━━ SUPPLIED INFORMATION ━━

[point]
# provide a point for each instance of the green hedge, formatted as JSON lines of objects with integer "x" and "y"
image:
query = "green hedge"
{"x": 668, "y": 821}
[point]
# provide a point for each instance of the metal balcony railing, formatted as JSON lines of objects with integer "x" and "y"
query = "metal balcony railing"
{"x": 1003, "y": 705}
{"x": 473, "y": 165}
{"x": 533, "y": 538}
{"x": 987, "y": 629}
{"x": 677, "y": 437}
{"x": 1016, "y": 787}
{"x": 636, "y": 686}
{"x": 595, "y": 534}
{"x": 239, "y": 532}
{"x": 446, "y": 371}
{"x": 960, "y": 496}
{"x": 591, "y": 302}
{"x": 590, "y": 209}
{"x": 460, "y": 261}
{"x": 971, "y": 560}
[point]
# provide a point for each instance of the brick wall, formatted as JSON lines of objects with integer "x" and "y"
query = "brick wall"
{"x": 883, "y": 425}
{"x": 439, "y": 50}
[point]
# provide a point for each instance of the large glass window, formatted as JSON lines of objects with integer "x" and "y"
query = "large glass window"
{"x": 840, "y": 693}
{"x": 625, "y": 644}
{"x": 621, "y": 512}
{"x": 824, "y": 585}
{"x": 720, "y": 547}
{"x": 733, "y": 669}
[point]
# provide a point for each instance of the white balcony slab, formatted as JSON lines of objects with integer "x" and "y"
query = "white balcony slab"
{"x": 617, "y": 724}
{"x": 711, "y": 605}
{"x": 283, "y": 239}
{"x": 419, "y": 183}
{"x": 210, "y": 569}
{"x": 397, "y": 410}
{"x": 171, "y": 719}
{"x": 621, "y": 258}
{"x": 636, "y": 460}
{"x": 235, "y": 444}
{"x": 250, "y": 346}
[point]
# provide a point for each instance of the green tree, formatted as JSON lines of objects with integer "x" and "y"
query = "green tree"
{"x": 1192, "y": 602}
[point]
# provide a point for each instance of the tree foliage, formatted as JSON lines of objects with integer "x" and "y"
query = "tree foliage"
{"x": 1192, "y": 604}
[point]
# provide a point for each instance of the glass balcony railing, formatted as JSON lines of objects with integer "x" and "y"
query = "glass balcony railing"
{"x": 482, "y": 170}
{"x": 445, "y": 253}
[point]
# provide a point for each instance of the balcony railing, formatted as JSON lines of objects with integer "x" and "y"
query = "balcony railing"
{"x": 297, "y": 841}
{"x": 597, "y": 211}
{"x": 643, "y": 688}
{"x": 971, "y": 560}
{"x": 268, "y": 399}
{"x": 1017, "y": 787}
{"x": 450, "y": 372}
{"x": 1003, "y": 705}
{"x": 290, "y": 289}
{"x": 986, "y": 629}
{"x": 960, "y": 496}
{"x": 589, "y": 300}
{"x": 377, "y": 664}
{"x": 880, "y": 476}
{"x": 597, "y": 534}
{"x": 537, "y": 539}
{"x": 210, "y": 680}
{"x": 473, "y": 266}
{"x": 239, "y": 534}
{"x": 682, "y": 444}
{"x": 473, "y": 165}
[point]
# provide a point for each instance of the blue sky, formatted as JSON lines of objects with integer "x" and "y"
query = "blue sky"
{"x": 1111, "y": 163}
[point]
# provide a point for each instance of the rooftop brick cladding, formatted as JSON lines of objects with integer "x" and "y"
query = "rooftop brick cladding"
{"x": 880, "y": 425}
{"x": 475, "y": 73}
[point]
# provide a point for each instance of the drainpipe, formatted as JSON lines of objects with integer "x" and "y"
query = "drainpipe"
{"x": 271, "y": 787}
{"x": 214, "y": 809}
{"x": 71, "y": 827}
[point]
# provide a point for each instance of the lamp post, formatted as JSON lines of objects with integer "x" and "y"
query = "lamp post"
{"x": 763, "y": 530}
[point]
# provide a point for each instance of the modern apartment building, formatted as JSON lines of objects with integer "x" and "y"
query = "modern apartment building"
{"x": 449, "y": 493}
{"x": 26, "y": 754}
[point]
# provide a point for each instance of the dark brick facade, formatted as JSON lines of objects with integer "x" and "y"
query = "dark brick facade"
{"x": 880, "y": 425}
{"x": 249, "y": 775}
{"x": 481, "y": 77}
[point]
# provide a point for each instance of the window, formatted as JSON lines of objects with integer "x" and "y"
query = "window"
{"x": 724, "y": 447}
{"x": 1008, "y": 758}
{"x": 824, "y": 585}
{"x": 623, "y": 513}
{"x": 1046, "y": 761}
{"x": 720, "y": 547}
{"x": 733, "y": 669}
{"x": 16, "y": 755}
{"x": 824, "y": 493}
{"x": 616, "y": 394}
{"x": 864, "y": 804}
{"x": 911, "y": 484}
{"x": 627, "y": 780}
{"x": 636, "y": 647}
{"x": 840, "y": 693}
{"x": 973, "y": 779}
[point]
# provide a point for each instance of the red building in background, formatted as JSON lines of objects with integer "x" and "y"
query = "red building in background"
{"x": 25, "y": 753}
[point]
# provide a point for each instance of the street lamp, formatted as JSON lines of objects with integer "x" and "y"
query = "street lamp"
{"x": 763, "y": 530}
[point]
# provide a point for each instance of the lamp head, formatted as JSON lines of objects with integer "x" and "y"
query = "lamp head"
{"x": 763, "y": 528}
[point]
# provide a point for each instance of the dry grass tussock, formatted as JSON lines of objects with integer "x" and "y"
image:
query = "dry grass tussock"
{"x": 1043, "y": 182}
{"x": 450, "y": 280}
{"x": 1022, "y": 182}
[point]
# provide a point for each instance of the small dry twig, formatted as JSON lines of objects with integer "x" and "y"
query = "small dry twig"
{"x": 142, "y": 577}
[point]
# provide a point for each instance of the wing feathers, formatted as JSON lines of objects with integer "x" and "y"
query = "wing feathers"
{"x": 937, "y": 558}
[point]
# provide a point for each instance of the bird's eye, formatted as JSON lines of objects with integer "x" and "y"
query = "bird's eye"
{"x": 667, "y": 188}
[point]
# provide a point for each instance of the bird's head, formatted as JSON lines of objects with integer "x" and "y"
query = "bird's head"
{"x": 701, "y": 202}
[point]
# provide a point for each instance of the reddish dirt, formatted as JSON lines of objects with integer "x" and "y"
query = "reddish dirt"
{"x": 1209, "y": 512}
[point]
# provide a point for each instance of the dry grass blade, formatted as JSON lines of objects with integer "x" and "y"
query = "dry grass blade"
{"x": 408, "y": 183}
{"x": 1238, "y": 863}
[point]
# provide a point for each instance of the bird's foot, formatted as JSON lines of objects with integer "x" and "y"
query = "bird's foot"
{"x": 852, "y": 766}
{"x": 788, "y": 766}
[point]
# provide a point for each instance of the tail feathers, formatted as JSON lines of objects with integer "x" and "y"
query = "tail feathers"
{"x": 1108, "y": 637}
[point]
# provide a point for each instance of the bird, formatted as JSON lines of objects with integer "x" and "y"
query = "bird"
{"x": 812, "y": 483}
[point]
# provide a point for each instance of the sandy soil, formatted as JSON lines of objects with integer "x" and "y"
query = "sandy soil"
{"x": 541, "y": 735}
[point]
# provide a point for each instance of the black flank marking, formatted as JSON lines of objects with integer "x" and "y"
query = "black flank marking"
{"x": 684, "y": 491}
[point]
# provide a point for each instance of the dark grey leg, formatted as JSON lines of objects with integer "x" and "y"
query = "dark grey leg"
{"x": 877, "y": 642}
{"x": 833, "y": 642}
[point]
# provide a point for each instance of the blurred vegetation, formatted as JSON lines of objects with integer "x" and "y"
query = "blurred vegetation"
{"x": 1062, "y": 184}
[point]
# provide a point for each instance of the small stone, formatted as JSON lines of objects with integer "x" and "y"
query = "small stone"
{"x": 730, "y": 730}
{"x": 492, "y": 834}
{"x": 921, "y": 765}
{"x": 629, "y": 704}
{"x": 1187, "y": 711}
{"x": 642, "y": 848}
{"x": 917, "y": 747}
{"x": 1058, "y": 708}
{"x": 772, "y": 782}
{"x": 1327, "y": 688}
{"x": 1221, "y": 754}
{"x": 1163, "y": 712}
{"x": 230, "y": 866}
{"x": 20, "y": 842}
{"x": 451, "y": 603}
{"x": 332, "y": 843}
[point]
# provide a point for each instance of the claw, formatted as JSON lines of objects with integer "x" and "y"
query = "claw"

━━━

Please pull out every line of the items above that contains the word "blurred", and copy each one in full.

# provide a point for each instance of the blurred vegetation, formatted as JSON lines of objects with integer "x" and "y"
query = "blurred vegetation"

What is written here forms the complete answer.